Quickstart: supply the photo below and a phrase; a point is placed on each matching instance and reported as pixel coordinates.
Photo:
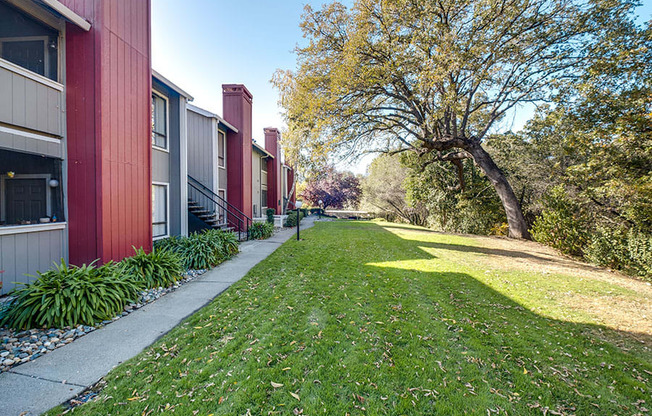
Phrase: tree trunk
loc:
(515, 218)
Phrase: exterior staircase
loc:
(214, 211)
(210, 218)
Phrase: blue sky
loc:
(201, 44)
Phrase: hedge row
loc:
(70, 295)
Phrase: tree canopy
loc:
(334, 189)
(435, 78)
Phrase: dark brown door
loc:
(25, 199)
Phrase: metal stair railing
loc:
(203, 195)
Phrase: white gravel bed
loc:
(17, 347)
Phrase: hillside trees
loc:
(335, 189)
(434, 78)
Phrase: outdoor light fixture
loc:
(298, 205)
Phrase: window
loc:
(263, 198)
(159, 210)
(221, 211)
(27, 192)
(159, 121)
(221, 149)
(28, 43)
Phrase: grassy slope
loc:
(362, 319)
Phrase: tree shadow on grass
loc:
(351, 320)
(493, 350)
(540, 258)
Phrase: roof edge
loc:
(208, 114)
(67, 14)
(170, 84)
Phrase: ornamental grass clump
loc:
(201, 250)
(160, 268)
(70, 296)
(261, 230)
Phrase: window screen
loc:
(28, 43)
(159, 122)
(159, 211)
(263, 198)
(221, 148)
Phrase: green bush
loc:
(160, 268)
(71, 296)
(619, 249)
(261, 230)
(225, 243)
(291, 220)
(171, 243)
(270, 215)
(562, 224)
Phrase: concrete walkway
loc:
(37, 386)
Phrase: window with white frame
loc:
(28, 42)
(221, 211)
(159, 121)
(159, 210)
(221, 149)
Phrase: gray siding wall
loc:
(22, 143)
(166, 166)
(29, 104)
(176, 181)
(202, 134)
(26, 253)
(222, 178)
(255, 183)
(201, 149)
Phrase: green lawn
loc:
(375, 318)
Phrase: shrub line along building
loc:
(99, 154)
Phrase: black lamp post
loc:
(298, 205)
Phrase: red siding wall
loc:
(108, 98)
(237, 102)
(274, 171)
(290, 181)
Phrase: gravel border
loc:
(18, 347)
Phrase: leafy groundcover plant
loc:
(201, 250)
(261, 230)
(71, 295)
(160, 268)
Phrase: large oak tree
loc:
(433, 76)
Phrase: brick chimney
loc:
(237, 102)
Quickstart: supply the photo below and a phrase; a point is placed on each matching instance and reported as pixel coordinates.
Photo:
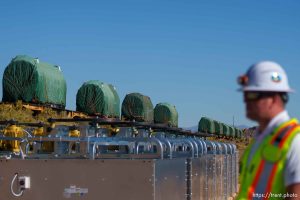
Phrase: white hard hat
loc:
(265, 76)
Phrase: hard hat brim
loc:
(260, 89)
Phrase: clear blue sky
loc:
(187, 53)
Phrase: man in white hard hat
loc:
(270, 167)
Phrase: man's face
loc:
(257, 105)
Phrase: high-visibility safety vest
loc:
(262, 177)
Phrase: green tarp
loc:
(33, 81)
(97, 98)
(218, 128)
(137, 107)
(166, 113)
(206, 125)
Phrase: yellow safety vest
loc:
(262, 177)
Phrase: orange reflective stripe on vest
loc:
(274, 170)
(286, 133)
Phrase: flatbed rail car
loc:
(92, 166)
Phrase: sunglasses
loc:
(254, 96)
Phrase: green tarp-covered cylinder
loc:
(206, 125)
(218, 128)
(137, 107)
(166, 113)
(98, 98)
(33, 81)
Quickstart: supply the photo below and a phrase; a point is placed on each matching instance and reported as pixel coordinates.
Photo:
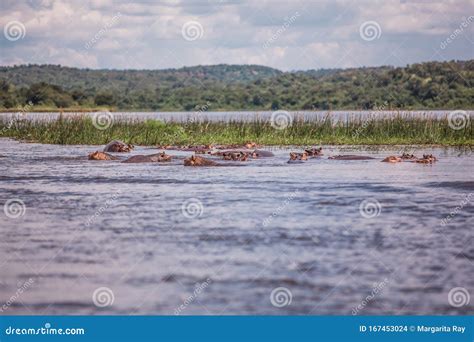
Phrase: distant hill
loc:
(72, 78)
(430, 85)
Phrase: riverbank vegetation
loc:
(399, 129)
(430, 85)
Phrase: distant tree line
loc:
(430, 85)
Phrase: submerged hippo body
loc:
(199, 161)
(117, 146)
(407, 156)
(152, 158)
(97, 155)
(235, 156)
(296, 157)
(350, 157)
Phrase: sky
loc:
(287, 35)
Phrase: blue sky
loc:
(288, 35)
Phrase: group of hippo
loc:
(233, 153)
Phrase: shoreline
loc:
(367, 147)
(138, 111)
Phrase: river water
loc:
(322, 237)
(246, 116)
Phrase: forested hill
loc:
(430, 85)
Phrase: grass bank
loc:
(396, 130)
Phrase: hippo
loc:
(101, 156)
(350, 157)
(407, 156)
(392, 159)
(118, 146)
(298, 157)
(427, 159)
(199, 161)
(314, 152)
(152, 158)
(262, 153)
(236, 156)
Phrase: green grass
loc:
(395, 130)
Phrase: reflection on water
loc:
(164, 239)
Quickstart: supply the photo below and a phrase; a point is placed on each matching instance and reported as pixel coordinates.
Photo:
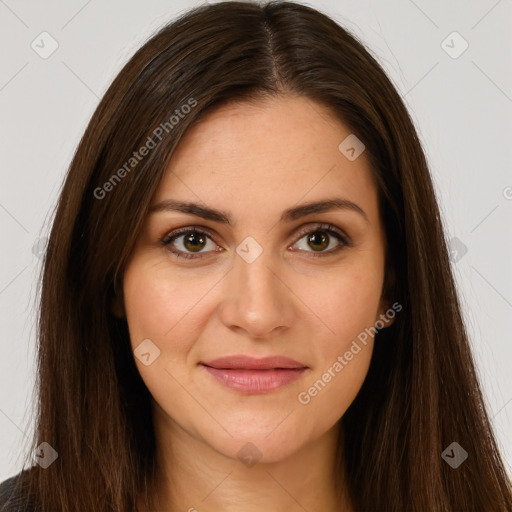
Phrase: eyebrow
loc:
(288, 215)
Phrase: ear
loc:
(117, 306)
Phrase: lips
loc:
(250, 375)
(242, 362)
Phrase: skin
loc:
(254, 161)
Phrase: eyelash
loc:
(327, 228)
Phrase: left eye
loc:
(193, 241)
(320, 239)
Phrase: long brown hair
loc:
(421, 392)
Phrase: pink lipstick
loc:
(254, 376)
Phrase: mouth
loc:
(254, 376)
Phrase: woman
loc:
(247, 301)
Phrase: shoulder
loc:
(12, 495)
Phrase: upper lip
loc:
(251, 363)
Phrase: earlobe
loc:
(117, 307)
(385, 317)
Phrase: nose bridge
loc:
(257, 300)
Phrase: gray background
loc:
(461, 106)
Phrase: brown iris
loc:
(318, 237)
(194, 241)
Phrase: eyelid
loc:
(344, 239)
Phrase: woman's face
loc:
(278, 280)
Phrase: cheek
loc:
(159, 303)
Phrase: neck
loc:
(194, 477)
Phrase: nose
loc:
(257, 299)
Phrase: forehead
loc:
(274, 153)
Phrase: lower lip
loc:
(255, 381)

**WHAT YOU ARE ASKED TO DO:** From the listing above, pick out each line where the word "water" appears.

**RESPONSE TO THE EXERCISE:**
Phrase: river water
Phrase: reflection on water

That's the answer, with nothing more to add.